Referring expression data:
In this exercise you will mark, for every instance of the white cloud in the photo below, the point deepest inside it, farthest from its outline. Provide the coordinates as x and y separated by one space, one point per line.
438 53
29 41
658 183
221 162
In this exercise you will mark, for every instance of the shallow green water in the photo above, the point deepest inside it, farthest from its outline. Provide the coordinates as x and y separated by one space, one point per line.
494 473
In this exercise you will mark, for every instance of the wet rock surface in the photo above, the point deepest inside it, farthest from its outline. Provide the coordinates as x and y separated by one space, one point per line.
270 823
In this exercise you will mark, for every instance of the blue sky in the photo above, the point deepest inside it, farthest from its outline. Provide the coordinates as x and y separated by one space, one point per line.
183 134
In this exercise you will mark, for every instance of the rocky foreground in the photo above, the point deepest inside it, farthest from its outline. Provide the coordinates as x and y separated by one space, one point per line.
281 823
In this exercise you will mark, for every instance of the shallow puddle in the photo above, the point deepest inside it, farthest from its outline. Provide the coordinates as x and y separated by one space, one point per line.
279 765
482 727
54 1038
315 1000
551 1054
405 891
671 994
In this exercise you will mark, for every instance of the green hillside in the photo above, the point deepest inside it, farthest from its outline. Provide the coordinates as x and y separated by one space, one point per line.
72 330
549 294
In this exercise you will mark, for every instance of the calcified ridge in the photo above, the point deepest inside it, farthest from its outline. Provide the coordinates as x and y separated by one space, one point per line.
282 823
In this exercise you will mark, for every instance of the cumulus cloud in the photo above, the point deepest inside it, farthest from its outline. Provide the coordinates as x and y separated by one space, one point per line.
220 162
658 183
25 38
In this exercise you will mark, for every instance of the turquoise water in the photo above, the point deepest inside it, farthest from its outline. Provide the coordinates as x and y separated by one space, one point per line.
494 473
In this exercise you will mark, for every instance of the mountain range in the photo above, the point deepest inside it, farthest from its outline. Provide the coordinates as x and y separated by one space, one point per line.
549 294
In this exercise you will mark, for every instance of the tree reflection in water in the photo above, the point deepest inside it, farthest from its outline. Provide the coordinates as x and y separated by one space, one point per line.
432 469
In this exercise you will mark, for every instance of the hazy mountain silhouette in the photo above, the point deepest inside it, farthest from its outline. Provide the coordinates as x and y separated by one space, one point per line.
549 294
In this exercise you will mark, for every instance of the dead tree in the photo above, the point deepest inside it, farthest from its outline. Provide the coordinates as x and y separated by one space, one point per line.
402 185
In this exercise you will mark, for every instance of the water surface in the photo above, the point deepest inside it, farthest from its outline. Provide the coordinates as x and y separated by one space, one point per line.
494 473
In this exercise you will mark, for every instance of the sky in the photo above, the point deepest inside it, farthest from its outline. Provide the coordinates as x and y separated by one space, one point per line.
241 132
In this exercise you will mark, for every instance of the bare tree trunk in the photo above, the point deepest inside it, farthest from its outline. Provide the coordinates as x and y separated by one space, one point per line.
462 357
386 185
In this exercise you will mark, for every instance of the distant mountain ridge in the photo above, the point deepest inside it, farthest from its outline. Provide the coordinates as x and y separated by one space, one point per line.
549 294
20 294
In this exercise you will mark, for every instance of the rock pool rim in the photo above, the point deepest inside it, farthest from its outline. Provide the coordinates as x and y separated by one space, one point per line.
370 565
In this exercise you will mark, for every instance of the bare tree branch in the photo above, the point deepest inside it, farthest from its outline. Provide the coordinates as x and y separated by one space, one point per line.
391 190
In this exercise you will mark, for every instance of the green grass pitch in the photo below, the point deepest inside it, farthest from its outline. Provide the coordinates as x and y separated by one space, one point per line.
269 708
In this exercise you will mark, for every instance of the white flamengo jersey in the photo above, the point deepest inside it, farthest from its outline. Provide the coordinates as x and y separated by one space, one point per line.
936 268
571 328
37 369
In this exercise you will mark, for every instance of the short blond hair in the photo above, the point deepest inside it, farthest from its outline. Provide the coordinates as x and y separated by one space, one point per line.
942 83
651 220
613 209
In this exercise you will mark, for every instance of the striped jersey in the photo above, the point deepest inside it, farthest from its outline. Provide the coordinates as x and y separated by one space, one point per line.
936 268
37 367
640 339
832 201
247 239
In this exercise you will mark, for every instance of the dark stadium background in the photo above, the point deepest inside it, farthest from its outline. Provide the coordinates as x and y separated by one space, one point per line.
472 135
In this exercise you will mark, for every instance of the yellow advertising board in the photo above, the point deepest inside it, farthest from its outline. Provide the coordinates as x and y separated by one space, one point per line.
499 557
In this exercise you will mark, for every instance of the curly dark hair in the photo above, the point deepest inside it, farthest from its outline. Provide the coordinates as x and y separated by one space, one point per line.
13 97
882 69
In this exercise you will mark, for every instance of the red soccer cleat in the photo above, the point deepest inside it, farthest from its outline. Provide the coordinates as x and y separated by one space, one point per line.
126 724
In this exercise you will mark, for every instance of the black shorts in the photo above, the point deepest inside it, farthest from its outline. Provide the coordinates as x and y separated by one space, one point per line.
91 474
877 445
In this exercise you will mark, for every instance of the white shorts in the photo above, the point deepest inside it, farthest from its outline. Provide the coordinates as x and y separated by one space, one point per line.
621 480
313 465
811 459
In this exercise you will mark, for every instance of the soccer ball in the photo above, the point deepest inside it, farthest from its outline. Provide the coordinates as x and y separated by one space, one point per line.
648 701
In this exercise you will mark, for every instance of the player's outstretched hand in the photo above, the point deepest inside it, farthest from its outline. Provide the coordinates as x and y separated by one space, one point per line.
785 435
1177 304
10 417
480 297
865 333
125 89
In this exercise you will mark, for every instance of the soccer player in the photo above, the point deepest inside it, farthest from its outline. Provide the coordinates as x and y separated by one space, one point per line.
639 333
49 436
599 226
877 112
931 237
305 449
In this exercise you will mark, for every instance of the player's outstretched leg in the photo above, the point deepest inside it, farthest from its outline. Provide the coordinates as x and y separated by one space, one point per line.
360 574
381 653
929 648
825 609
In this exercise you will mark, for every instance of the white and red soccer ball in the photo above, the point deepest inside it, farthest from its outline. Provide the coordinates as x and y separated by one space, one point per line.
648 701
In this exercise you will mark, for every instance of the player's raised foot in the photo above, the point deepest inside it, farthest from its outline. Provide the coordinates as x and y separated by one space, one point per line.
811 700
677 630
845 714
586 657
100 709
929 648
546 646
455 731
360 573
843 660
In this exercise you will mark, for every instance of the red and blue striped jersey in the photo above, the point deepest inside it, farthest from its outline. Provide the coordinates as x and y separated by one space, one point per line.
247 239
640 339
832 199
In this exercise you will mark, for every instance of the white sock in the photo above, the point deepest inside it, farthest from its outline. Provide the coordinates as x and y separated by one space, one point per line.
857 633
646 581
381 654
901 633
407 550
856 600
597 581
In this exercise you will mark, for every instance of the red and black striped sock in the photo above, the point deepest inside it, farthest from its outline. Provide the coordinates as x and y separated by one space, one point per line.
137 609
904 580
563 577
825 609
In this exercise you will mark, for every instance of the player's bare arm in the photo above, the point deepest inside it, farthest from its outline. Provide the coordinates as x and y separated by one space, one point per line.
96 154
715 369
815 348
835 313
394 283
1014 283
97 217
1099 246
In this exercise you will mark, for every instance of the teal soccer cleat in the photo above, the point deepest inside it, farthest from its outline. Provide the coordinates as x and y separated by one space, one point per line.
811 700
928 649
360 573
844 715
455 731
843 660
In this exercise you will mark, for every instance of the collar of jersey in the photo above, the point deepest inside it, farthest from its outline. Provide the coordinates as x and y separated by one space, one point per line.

Your objective → Output the line holding "the player's bare", then every later line through the end of the records above, exactly as given and nothing else.

Written response →
In this exercise you will mark, for every instance of the player's bare arm in the photo above, the point deepest inside it, farthest from its outline. Provide the coordinates as x and y separated by one space, one point per line.
96 154
715 369
815 348
835 313
394 283
1014 283
97 217
1099 246
In this exercise you will mark, for every instance of the teal soccer cleat in the photo above, the point deepest inside it, farthest from its outline. Provide the coordinates as x and y separated by one space, one point per line.
811 700
928 649
360 573
844 715
455 731
843 660
In this exercise you will mark, for every instance of the collar of jersey in the photo above, the point deepest inside it, farthest from its outline. Provide the coordinates as x and y separated by one space, one point per line.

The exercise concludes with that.